**Quoted passage:**
>>>

Hi Frank,

Pan has been bit-rotten for a while now.  Besides the unfortunate dependency on Visual C++, it used a now long-obsolete GUI library.  That's one reason I started working on Pajama ( http://conal.net/Pajama).

There's no reason not to create modern, cross-platform successors to Pan/Pajama and Vertigo.  Since I'm focusing on other projects (related to Eros -- http://conal.net/papers/Eros), I'm waiting for collaborators.

Thanks for the VS Express tip.  If I wanted to stick with VS, that'd be the way to go.

I hadn't heard about werkkzeug.  Looks pretty cool.  Thanks.

<<<

**Written problem A:** Besides Visual C++, VS, and VS Express, which project names appear in the email?
The listing below the email has no connection to it.

**Supplied material:**
>>>

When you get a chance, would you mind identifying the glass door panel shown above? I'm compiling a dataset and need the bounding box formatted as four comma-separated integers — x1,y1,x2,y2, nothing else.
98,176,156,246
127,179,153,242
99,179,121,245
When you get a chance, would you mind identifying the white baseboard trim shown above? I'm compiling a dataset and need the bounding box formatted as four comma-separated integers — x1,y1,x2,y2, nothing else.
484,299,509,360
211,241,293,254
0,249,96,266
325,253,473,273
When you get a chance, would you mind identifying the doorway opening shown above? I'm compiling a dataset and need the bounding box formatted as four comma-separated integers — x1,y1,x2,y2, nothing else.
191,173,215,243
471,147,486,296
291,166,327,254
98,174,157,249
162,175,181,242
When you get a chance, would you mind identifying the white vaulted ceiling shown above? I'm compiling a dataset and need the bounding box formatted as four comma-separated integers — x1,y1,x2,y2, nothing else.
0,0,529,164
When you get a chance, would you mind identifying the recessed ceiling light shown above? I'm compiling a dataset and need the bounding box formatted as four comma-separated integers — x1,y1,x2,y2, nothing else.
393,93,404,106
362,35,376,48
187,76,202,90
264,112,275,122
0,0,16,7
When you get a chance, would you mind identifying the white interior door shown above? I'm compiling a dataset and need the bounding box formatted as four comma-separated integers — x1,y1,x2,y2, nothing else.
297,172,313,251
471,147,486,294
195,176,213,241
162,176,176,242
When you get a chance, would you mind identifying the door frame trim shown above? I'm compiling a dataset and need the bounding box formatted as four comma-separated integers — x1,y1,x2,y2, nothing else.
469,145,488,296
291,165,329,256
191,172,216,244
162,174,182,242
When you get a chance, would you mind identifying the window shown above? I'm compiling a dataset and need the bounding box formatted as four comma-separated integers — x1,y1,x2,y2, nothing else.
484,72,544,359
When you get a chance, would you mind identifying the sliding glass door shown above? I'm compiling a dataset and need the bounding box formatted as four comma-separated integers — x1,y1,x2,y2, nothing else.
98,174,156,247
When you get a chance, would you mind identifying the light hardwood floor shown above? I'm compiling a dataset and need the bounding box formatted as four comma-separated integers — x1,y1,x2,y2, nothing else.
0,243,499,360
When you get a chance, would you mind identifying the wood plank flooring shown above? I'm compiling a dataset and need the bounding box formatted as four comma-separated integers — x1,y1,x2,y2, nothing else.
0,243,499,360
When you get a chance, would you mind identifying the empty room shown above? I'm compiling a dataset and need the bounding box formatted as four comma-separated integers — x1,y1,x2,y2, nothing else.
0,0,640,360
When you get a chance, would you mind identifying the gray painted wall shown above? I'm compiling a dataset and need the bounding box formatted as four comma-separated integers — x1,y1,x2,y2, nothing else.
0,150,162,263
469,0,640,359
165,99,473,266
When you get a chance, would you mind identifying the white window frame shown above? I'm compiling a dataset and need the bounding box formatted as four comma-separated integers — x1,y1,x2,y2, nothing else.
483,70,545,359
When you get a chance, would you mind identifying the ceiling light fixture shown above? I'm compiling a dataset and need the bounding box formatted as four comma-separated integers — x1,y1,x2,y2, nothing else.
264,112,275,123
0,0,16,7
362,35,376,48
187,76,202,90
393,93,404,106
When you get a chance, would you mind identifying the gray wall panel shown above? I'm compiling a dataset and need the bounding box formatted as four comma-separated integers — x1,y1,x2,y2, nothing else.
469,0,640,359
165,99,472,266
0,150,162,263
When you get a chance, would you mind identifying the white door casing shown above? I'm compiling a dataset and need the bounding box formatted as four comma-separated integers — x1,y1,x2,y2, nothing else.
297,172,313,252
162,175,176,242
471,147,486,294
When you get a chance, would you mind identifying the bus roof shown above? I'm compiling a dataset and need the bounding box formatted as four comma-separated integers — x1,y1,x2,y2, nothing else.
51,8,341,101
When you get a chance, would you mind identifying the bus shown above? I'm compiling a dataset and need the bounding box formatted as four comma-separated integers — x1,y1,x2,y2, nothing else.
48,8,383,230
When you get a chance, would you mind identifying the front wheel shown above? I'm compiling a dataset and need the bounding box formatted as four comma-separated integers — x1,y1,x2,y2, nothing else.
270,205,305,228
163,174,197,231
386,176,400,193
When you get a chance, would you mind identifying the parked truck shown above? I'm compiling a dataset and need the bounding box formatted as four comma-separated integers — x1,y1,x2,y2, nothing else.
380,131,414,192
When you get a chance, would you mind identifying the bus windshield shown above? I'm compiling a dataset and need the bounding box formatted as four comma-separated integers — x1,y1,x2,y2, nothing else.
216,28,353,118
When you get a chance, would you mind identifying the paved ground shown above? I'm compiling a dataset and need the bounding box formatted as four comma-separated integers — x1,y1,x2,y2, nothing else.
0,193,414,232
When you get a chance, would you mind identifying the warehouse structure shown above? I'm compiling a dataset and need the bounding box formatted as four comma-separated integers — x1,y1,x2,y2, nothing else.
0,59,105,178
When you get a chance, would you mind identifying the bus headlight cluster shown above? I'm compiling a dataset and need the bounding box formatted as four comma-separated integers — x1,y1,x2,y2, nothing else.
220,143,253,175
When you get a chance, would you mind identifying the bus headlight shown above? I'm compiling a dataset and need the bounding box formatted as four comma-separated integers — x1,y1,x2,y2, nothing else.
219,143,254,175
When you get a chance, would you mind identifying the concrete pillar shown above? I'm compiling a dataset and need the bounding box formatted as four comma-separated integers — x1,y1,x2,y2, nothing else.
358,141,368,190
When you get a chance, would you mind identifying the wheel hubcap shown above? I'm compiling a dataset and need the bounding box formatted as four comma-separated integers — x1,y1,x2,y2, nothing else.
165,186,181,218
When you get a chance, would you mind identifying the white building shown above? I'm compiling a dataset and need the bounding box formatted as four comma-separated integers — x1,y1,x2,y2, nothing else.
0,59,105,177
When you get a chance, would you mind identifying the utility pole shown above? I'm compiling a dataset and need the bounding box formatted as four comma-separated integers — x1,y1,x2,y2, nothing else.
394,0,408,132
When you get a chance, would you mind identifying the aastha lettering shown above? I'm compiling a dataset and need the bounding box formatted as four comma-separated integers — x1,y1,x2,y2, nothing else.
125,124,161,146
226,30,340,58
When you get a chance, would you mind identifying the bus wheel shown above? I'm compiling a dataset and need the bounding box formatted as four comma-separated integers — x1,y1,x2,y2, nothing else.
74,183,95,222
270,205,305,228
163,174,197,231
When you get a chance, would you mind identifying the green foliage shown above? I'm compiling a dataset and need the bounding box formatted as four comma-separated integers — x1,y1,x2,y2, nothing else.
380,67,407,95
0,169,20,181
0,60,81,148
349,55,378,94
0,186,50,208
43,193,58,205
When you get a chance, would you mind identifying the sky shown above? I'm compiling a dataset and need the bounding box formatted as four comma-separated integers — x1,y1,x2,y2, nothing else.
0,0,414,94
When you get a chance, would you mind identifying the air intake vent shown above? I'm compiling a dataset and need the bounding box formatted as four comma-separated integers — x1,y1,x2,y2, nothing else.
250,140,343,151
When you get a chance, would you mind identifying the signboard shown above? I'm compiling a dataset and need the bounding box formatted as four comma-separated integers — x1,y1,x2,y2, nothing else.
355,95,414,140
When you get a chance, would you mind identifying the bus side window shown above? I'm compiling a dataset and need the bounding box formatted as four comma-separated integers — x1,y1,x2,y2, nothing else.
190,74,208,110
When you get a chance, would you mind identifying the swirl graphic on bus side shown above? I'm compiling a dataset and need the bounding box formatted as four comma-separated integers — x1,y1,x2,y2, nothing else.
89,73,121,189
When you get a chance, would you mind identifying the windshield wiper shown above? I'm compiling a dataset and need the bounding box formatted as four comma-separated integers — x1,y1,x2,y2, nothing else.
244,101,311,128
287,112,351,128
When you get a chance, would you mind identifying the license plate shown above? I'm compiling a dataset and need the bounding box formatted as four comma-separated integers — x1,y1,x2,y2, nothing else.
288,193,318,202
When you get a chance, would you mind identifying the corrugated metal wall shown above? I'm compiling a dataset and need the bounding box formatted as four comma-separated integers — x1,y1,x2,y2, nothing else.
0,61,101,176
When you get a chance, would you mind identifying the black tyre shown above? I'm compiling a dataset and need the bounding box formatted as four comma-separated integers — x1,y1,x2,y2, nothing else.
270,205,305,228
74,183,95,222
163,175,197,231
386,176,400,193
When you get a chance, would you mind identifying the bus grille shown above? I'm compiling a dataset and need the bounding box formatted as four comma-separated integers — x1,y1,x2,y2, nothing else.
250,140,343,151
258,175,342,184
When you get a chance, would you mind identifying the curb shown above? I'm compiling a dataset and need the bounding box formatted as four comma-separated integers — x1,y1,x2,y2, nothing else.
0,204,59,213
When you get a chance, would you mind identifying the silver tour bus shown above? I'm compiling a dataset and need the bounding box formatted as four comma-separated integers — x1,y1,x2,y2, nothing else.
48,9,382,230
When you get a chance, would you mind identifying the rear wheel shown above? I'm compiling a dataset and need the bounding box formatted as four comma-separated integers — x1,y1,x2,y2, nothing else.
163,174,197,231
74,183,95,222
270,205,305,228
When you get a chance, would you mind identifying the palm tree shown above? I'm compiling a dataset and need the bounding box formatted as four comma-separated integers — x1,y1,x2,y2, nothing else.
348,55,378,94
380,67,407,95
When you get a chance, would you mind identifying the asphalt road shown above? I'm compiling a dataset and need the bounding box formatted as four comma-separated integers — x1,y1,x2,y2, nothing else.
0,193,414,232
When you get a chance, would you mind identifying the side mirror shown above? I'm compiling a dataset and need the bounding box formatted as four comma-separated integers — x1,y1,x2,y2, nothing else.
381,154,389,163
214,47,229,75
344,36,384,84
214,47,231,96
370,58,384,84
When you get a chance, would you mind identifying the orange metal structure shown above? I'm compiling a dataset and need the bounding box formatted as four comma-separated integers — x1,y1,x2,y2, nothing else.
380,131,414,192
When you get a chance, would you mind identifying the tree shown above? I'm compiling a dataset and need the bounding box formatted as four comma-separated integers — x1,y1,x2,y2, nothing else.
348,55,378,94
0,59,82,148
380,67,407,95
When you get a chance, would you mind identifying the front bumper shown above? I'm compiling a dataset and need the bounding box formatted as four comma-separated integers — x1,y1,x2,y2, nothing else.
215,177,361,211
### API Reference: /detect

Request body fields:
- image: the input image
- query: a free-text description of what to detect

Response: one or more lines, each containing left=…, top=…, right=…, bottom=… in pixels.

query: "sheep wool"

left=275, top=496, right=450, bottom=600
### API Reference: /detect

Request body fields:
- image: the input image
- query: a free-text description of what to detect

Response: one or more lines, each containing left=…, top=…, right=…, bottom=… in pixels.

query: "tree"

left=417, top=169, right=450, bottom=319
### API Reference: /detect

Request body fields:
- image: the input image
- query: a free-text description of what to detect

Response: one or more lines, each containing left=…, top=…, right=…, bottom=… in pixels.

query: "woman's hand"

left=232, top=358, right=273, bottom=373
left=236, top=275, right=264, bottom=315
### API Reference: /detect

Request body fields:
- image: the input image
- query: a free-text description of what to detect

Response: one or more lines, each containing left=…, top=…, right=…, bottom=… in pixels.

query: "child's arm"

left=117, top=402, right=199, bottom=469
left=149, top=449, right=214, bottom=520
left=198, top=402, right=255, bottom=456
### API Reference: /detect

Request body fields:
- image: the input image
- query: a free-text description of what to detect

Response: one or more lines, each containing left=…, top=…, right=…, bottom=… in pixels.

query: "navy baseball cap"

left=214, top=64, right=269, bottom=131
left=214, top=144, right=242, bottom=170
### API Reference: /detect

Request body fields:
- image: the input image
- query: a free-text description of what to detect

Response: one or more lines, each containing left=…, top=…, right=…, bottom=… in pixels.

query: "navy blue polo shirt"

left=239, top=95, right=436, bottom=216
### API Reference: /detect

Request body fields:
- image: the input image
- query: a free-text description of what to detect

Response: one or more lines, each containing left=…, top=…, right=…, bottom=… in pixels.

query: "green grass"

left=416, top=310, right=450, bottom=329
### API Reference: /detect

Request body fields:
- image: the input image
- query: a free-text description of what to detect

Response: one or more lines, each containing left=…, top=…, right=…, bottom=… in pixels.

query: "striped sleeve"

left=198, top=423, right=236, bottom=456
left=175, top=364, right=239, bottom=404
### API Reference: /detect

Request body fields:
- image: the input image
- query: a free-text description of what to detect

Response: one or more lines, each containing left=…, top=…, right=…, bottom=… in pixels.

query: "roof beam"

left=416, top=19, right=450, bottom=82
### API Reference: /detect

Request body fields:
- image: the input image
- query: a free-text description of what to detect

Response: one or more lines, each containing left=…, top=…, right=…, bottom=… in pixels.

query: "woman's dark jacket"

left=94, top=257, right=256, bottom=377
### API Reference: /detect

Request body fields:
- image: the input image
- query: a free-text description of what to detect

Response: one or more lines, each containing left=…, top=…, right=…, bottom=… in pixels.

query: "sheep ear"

<<<

**Written problem B:** Could you extract every line of the listing that contains the string "wall"? Case counts.

**Exercise solution A:** Pan, Pajama, Vertigo, Eros, werkkzeug

**Exercise solution B:**
When you get a chance, would you mind identifying the gray painted wall shown above? I'm compiling a dataset and need the bounding box formatted as four comma-separated integers — x1,y1,x2,y2, nothing else.
When you get a chance, would you mind identifying the gray wall panel shown above? I'm compiling a dataset and need the bounding box formatted as four comma-separated integers — x1,y1,x2,y2, nothing else.
When you get a chance, would you mind identifying the corrugated metal wall shown above? I'm compiling a dataset and need the bounding box formatted as four comma-separated integers — x1,y1,x2,y2, nothing else.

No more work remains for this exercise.